■ Extrait choisi:
◆ ◆ ◆

La formule du dictionnaire moderne est générée et sa symbolique est branchement sociale. Désormais, le dictionnaire fait partie des mutations nouvelles enclenchées en littérature et dans le monde intellectuel français après 1870. De fait, « la mise en œuvre d’un projet didactique national, de l’école maternelle à l’université » (REY, 1990 : 1819) ouvre toute grande la porte à l’aventure dictionnairique. L’invention du PLI adhère parfaitement à cette œuvre d’enseignement et de formation mise de l’avant par les décideurs de la IIIe République. Elle la pérennisera.

La fin du XIXe siècle et le début du XXe voient une métamorphose et un renouvellement rapides des méthodes et des pratiques lexicographiques. Le monde est en changement et les premières traces d’interdisciplinarité pointent et influencent directement les dictionnaristes, tandis que le préstructuralisme est déjà en germe. Diverses formules de dictionnaires sont affinées, modernisées ou tout simplement inventées : le dictionnaire binaire associant la langue et l’encyclopédie poursuit la tradition du répertoire universel, le petit dictionnaire monovolume scolaire et familial jaillit de l’imagination laroussienne, le dictionnaire linguistique asseoit le rapprochement entre la sémantique et la lexicographie dans le DG, le Guérin explore les régions linguistiques du français et il préfigure la francophonie. Entre 1878 et 1932, la lexicographie française est tributaire de trois dictionnaires phares qui, chacun à leur manière, illustrent l’accroissement du savoir-faire lexicographique : le DD, le DG et le PLI. En recourant à une méthode spécifique, chacun d’eux perfectionnait pour le français moderne l’une des trois orientations les plus productives du « trivium » lexicographique que les prototypes de Pierre RICHELET, d’Antoine FURETIÈRE et de l’Académie avaient entrepris d’instituer deux siècles auparavant.

◆ ◆ ◆

■ Matériel fourni:

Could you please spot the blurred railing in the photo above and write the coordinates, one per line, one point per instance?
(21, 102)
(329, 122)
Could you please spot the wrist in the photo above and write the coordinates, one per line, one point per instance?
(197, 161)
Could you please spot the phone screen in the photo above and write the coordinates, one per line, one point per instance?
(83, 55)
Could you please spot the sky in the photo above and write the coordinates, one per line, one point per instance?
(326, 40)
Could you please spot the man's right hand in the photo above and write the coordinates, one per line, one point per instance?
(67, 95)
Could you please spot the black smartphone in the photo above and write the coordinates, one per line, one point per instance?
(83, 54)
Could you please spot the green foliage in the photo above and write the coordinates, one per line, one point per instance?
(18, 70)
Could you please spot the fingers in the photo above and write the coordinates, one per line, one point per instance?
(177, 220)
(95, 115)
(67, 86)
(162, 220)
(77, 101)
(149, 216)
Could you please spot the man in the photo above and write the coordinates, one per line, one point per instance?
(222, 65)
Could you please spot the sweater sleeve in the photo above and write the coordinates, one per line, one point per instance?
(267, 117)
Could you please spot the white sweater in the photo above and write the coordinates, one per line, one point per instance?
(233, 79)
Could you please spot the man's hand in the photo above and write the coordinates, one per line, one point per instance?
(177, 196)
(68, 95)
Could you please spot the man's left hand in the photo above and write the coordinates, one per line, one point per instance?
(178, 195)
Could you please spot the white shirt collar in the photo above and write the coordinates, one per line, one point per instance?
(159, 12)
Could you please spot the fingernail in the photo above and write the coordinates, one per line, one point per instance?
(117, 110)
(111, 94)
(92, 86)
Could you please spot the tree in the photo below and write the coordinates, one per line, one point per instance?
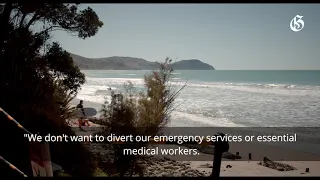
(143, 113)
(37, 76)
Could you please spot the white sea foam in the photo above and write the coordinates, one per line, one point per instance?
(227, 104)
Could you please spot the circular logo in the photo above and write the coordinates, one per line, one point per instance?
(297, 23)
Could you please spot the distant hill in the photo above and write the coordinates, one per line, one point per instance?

◆ ◆ ◆

■ Tâches et exercices:
a – Relevez, dans le passage sur la lexicographie française, tous les dictionnaires phares dont cette lexicographie est tributaire entre 1878 et 1932.
b – Reprenez le passage sur la lexicographie française à la suite de sa dernière phrase et poursuivez-le.
Les items proviennent d'une autre source.

■ Réponses rédigées:
a – Le DD, le DG et le PLI.

b –
Le dictionnaire, quel qu’il soit et indépendamment de sa valeur scientifique, offre sur l’époque à laquelle il a été élaboré de multiples témoignages langagiers et sociaux tous plus précieux les uns que les autres. Ce qu’on recherche dans ces recueils finalement, et au-delà du réflexe premier qui est d’ordre langagier, « c’est l’épaisseur du temps, sa palpitation partout présente en chaque mot, en chaque syllabe » (CLARO, 1993 : 15). Chacun à leur manière, les musées des mots visités et explorés ci-dessus font revivre ce temps du siècle des dictionnaires, ce temps d’une culture socialisée, laïcisée et démocratisée prête à s’épanouir sur un nouveau siècle. Celui-ci sera dominé par la science et par la technologie qui révolutionneront à leur tour les nouveaux dictionnaires et les propulseront dans la galaxie de la culture technicienne informatique.

Bibliographie

1. Linguistique

2. Dictionnaires

L’astérisque (*) signifie que les informations n’ont pu être complétées faute de documentation de première main. Il arrive en effet que les sources bibliographiques soient incomplètes ou qu’elles se contredisent. Comme je n’ai pas pu vérifier les originaux, notamment les paginations, je laisse l’information en blanc.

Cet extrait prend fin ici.